[Opening Extracted material section]

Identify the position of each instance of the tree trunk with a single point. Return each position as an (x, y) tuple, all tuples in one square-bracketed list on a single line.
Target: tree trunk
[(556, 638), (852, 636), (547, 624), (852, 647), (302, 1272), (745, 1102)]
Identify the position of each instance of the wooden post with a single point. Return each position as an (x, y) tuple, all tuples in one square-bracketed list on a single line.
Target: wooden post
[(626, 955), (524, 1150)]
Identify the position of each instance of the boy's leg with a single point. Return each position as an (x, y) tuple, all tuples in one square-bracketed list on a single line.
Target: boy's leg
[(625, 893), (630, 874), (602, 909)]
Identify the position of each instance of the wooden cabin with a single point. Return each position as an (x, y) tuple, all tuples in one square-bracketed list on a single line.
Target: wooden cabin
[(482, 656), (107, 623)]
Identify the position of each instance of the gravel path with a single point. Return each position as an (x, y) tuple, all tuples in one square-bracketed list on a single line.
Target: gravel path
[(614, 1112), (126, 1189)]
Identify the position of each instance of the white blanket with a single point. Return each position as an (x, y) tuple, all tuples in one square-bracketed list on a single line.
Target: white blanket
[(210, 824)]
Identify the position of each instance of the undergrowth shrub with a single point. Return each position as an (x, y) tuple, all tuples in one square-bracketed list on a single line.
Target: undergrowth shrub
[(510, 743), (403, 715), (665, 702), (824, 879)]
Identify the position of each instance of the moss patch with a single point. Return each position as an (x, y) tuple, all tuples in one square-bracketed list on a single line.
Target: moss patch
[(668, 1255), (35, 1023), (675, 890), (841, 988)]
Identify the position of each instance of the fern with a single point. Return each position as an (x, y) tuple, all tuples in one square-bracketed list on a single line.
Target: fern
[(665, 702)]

[Closing Extracted material section]

Write down, word for word, the lines above from the one containing "Identify the position of each instance of the white" through the one containing "Identify the position of each instance of the moss", both ends included.

## Exercise solution
Identify the position of each instance of the white blanket with a single point. Return each position as an (x, y) tuple, all tuples in one square-bracketed list on a single line.
Target: white blanket
[(210, 824)]
Identify the position of each instance of the undergrowth shrub with a single point. Return each position as an (x, y) tuple, all tuples in one square-bracketed list on a single line.
Target: undergrowth shrub
[(510, 743), (403, 715), (665, 702), (824, 879)]
Identify the position of each instance of the moss patch with a single point. Return each position as an (x, y) tuple, all tuples in one square-bracketed list on a single line.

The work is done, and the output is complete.